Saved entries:
-=-=-=-=-

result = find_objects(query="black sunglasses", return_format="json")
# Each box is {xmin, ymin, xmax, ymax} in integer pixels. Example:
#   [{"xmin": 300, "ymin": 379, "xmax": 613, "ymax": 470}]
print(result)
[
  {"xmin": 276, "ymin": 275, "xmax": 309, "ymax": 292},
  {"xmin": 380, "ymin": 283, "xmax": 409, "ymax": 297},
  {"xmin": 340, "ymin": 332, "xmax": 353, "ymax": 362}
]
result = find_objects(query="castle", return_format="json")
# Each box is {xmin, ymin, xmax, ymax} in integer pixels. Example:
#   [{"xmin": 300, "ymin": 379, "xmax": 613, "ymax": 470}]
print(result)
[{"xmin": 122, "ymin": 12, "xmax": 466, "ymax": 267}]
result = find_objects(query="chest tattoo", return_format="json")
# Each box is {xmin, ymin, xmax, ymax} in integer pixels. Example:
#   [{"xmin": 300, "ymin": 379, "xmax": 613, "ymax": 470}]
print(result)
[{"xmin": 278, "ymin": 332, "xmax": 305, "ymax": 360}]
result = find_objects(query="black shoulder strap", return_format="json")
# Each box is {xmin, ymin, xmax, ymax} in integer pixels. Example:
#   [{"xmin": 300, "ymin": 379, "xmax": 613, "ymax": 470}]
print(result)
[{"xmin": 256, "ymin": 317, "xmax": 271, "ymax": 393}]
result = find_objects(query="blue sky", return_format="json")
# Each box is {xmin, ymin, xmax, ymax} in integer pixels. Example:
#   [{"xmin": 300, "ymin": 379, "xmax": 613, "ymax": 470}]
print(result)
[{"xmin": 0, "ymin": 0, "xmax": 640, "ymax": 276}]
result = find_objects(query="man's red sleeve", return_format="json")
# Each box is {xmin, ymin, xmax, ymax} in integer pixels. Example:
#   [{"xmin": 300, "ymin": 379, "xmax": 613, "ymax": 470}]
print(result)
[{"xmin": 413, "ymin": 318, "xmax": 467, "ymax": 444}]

-=-=-=-=-

*Your objective:* Change each "find_objects" in the items above to "detect_objects" and keep everything else identical.

*Completed exercise:*
result = detect_objects(query="black sunglasses", return_format="json")
# Each box is {xmin, ymin, xmax, ymax} in integer pixels. Example:
#   [{"xmin": 300, "ymin": 379, "xmax": 613, "ymax": 470}]
print(result)
[
  {"xmin": 276, "ymin": 275, "xmax": 309, "ymax": 292},
  {"xmin": 380, "ymin": 283, "xmax": 409, "ymax": 297},
  {"xmin": 340, "ymin": 332, "xmax": 353, "ymax": 362}
]
result = detect_objects(query="castle", return_format="json")
# Each box is {xmin, ymin, xmax, ymax} in integer pixels. Example:
#   [{"xmin": 300, "ymin": 379, "xmax": 613, "ymax": 470}]
print(result)
[{"xmin": 122, "ymin": 12, "xmax": 466, "ymax": 267}]
result = detect_objects(query="chest tattoo", return_format="json")
# Each box is {xmin, ymin, xmax, ymax} in integer pixels. Example:
#   [{"xmin": 300, "ymin": 379, "xmax": 613, "ymax": 470}]
print(result)
[{"xmin": 278, "ymin": 332, "xmax": 305, "ymax": 360}]
result = detect_objects(query="black shoulder strap", return_format="json")
# Each box is {xmin, ymin, xmax, ymax} in integer pixels. Example:
#   [{"xmin": 300, "ymin": 379, "xmax": 613, "ymax": 470}]
print(result)
[{"xmin": 256, "ymin": 317, "xmax": 271, "ymax": 393}]
result = detect_objects(query="blue sky", return_format="json")
# Each box is {xmin, ymin, xmax, ymax} in integer pixels. Example:
#   [{"xmin": 300, "ymin": 379, "xmax": 613, "ymax": 470}]
print(result)
[{"xmin": 0, "ymin": 0, "xmax": 640, "ymax": 276}]
result = detect_objects(query="man's red sleeve", return_format="json")
# Each box is {xmin, ymin, xmax, ymax} in integer pixels. Example:
#   [{"xmin": 300, "ymin": 379, "xmax": 613, "ymax": 470}]
print(result)
[{"xmin": 413, "ymin": 318, "xmax": 467, "ymax": 444}]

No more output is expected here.